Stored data
******
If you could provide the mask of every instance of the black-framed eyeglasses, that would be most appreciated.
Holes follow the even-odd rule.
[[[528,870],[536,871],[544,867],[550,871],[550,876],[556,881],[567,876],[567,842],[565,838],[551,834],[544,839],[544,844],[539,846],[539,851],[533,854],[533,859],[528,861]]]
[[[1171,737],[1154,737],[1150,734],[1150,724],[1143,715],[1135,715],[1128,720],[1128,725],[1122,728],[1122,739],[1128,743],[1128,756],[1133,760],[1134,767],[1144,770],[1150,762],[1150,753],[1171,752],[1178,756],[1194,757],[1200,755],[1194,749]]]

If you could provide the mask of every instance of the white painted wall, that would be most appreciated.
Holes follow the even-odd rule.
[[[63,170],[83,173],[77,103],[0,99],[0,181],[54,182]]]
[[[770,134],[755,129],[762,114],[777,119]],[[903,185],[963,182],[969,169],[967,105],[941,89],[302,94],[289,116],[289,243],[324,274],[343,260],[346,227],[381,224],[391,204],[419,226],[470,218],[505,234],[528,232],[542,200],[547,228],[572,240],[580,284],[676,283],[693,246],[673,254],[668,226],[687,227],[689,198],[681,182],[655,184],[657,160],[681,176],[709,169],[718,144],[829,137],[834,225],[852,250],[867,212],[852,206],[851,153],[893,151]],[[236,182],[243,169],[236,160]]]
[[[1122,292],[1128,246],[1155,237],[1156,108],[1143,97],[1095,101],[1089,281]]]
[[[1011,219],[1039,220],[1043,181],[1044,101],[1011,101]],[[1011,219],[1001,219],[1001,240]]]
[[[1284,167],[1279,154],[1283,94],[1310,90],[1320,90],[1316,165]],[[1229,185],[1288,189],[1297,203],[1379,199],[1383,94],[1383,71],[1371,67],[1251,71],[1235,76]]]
******
Print out every record, character for character.

If you could provide the mask of every instance of the black-framed eyeglasses, that would be most appreciated.
Holes follow the even-odd rule.
[[[528,870],[536,871],[544,867],[550,871],[550,876],[556,881],[567,876],[567,842],[565,838],[551,834],[544,839],[544,844],[539,846],[539,851],[533,854],[533,859],[528,861]]]
[[[1171,737],[1154,737],[1150,734],[1150,724],[1143,715],[1135,715],[1128,720],[1128,725],[1122,728],[1122,739],[1128,743],[1128,756],[1133,760],[1134,767],[1144,770],[1150,762],[1150,753],[1171,752],[1178,756],[1194,757],[1200,755],[1194,749]]]

If you could provide the mask of every instance of the white painted wall, that would be most appreciated.
Holes follow the even-odd rule.
[[[63,170],[83,173],[77,103],[0,99],[0,181],[54,182]]]
[[[770,134],[755,129],[762,114],[777,119]],[[903,185],[963,182],[969,169],[967,105],[941,89],[302,94],[289,116],[289,243],[324,274],[343,260],[346,227],[381,224],[391,204],[419,226],[470,218],[505,234],[528,232],[542,200],[547,228],[572,240],[580,284],[676,283],[693,246],[673,254],[668,226],[687,227],[689,198],[681,182],[655,184],[657,160],[681,176],[709,169],[718,144],[829,137],[834,225],[852,250],[867,212],[852,206],[851,153],[893,151]],[[236,182],[243,169],[236,160]]]
[[[1122,292],[1128,246],[1155,237],[1156,108],[1143,97],[1095,101],[1089,281]]]
[[[1011,219],[1039,220],[1043,181],[1044,101],[1011,101]],[[1011,219],[1001,219],[1001,240]]]
[[[1284,167],[1279,154],[1283,94],[1310,90],[1320,90],[1316,165]],[[1229,185],[1288,189],[1297,203],[1379,199],[1383,94],[1383,71],[1371,67],[1251,71],[1235,76]]]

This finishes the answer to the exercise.